» **What you will do**: Pick up the nitisinone notes right after the last bullet and keep writing in the same style.

Nitisinone (Orfadin)

  • used to treat hereditary tyrosinaemia type 1 (HT-1), a rare genetic disease caused by a deficiency in fumarylacetoacetase (FAH), an enzyme involved in the metabolism of tyrosine
    • tyrosine metabolism consists of a series of steps, with FAH being in charge of the last one
    • FAH deficiency causes the buildup of tyrosine metabolites produced by prior metabolic steps, several of which happen to be toxic to cells
      • since FAH is highly expressed in liver cells, HT-1 usually presents as liver failure or chronic liver disease
  • does its thing by inhibiting 4-hydroxyphenyl pyruvate dehydrogenase (HPPD), an enzyme with an annoyingly long name that is responsible for an early step in tyrosine metabolism (upstream of FAH), thus preventing toxic tyrosine metabolite production
  • initially developed as a maize herbicide
    • is a derivative of leptospermone, a natural compound present in the roots of bottlebrush (Callistemon citrinus), a shrub native to Australia that kinda resembles one of those things that you clean your toilet with if you aren’t a typical male university student sharing an apartment with two other typical male university students (yes, we are gross)

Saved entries
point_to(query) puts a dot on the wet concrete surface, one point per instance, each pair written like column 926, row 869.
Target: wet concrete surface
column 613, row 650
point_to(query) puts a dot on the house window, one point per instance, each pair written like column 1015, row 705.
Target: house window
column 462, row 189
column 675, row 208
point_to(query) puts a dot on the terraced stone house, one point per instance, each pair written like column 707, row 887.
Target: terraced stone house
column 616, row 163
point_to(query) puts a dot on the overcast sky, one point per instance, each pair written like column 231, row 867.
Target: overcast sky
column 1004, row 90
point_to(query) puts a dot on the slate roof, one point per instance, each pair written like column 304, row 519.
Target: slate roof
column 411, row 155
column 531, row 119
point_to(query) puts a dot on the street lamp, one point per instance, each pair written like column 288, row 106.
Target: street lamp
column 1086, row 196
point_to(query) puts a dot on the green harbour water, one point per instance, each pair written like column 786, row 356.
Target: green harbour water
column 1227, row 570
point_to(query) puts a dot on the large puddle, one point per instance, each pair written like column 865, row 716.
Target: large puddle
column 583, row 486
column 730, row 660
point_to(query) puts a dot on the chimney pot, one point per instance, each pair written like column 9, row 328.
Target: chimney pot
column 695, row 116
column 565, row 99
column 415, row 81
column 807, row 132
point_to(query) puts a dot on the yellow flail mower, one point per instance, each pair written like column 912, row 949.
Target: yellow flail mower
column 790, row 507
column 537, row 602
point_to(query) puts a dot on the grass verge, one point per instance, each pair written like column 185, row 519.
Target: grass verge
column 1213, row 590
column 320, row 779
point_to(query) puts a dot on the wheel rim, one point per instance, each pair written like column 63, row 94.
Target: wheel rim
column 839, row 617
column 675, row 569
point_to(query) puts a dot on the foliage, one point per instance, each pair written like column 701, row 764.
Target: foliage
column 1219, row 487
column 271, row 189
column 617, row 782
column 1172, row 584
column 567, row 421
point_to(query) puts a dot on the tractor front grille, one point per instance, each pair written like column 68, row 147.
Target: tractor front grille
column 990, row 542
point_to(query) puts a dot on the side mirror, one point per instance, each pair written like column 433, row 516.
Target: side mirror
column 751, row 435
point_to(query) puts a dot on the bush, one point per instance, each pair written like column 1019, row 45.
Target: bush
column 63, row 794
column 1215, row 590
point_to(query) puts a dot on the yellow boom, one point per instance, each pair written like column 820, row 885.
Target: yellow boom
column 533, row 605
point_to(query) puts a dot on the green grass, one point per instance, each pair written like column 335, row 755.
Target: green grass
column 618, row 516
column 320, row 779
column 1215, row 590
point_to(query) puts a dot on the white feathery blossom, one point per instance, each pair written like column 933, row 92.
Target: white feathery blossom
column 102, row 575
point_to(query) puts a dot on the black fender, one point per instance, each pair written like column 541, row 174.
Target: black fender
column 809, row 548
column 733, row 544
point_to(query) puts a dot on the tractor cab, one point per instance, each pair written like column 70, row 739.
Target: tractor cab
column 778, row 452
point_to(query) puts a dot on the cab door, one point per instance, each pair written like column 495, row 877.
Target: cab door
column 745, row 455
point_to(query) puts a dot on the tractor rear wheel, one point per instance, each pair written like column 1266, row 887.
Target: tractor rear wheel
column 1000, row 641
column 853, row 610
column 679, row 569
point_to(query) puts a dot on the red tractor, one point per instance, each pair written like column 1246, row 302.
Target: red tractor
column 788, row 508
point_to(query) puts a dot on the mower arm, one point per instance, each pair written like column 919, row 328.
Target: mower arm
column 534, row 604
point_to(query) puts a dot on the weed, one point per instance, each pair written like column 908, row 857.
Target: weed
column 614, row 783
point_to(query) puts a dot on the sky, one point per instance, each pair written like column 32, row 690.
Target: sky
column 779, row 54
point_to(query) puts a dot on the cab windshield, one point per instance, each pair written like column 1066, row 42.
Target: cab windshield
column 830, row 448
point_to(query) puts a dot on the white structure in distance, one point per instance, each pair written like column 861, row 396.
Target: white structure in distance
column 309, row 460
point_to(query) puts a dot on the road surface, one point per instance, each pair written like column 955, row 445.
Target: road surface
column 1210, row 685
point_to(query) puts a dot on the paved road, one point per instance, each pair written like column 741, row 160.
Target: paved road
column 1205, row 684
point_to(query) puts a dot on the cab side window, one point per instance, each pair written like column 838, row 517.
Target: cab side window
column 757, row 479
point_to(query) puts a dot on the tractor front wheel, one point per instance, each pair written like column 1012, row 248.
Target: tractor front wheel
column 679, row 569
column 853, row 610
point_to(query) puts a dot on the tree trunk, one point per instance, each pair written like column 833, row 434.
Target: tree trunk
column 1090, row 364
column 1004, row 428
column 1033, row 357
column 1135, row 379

» **Your response**:
    • HPPD is also present in plants, where it has a role in the synthesis of plastoquinone from tyrosine
    • plastoquinone is a cofactor required for the biosynthesis of carotenoids, which in turn are required for photosynthesis (making food from sunlight) and the prevention of chlorophyll (the stuff that makes plants green) destruction
    • weeds sprayed with mesotrione, another derivative of leptospermone that is used expressly as a herbicide, acquire a bleached appearance due to the destruction of chlorophyll prior to biting the dust
    • maize is tolerant because it is able to rapidly break down leptospermone-like compounds
Callisto: a very successful maize herbicide inspired by allelochemistry
McKiernan PJ. Nitisinone in the treatment of hereditary tyrosinaemia type 1. Drugs. 2006;66(6):743-50.


Coprine - Why you sometimes don't want to pair a wine with a mushroom dish

  • a rare amino acid (derivative of glutamic acid, natch) present in several edible species of mushroom belonging to the genus Coprinus ("inky caps") including the common ink cap (Coprinus atramentarius), a lawn mushroom that is, most unexpectedly, fairly common
  • is thought that it or one of it's metabolites (cyclopropanone hydrate) inhibits the enzyme aldehyde dehydrogenase (ALDH)
    • alcohol (ethanol) is primarily metabolized in the body by the enzyme alcohol dehydrogenase (ADH) into acetaldehyde, a fairly toxic substance that is responsible for many of the symptoms of a hangover
    • acetaldehyde is then further metabolized by ALDH into not nearly as toxic acetic acid, the stuff in vinegar that makes it taste and smell the delightful way that it does
    • inhibition of ALDH results in the accumulation of acetaldehyde when alcohol is consumed, essentially giving you an insta-hangover
  • gettin' smashed or even just having a single drink up to 72 hours after eating mushrooms containing coprine will cause acetaldehyde poisoning, symptoms of which include flushing, nausea and vomiting, headache, and palpitations
    • symptoms usually only last 2-4 hours but may last up to 2 days (yay!)
    • the same reaction is seen in individuals who: (a) are taking disulfiram (Antabuse), an anti-drinking drug used in the treatment of alcohol dependence (alcoholism) that inhibits ALDH or (b) possess a super effective form of ADH and/or a crappy form of ALDH due to variation in the genes that encode these enzymes (these people are often of East Asian descent)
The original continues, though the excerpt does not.